◆ **SHORT TASK**:
All of the records listed below should be retyped exactly.

◆ **Point labeling dataset excerpts**:
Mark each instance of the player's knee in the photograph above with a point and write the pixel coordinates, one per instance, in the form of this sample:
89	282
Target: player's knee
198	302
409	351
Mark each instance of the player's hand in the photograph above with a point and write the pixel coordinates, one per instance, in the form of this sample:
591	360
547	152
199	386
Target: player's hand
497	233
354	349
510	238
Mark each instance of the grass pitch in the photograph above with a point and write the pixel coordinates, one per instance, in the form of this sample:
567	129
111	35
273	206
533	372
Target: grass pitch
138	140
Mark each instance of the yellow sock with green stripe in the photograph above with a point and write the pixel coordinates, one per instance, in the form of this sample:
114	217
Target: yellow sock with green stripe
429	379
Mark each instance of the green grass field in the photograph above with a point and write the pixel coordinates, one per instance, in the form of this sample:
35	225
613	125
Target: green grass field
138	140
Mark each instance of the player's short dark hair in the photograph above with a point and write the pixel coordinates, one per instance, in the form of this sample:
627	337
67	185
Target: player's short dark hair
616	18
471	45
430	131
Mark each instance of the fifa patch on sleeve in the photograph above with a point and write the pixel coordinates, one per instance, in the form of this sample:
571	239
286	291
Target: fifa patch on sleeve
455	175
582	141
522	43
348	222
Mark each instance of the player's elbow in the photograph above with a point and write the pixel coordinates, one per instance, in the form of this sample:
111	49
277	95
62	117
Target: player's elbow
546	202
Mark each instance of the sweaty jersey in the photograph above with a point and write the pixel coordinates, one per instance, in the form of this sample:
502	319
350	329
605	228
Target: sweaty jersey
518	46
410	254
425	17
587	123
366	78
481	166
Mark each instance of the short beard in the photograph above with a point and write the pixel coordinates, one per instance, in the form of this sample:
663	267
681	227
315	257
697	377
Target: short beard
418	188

◆ **CORRECT OUTPUT**:
Mark each instance of the player's knee in the photograph above with a point and write the pixel coordinates, one per instance, in the form of this sample:
89	282
Target: player's knee
198	302
409	351
Mark each instance of the player's hand in the photograph above with a point and write the pixel coordinates, one per instance, in the form of this sample:
591	360
547	152
199	386
Target: player's hand
497	233
354	349
510	238
Mark each instance of the grass pitch in the photograph above with a point and write the pixel coordinates, one per instance, in the form of this sample:
567	129
111	35
273	206
533	372
Target: grass pitch
138	140
Mark each instance of the yellow sock with green stripe in the photograph above with a point and write the pixel coordinates, one per instance, in the form of this sample:
114	217
Target: yellow sock with green stripe
429	379
Mark each instance of the green grass field in the photograph above with a point and write the pixel coordinates, one per instance, in the form of this sample:
35	225
613	125
Target: green grass field
138	140
Mark each instance of the player's short dark hair in the photograph above with a point and write the pixel coordinates, one per instance, in the form of this sample:
627	337
67	185
Target: player's short dark hair
616	18
471	45
430	131
Mark each instance of the fifa patch on sleeve in the photograph above with a point and write the pixel coordinates, one per instance, in the form of this sample:
571	239
286	291
Target: fifa patch on sleeve
455	175
582	141
522	43
348	222
Mark each instance of the player's elbow in the photograph above with a point and write the pixel coordinates, one per instance, in the form of this sample:
111	49
277	95
62	117
Target: player's elbow
546	202
Mark each instance of the sweaty jersey in the photograph above with a point and write the pixel coordinates, one per instance, in the form of this sample:
502	319
350	329
605	228
Target: sweaty jersey
518	46
410	254
425	17
587	123
366	78
481	166
Mark each instance of the short beard in the photograph above with a point and write the pixel coordinates, one per instance, in the form of this sample:
663	267
681	227
315	257
697	377
Target: short beard
418	188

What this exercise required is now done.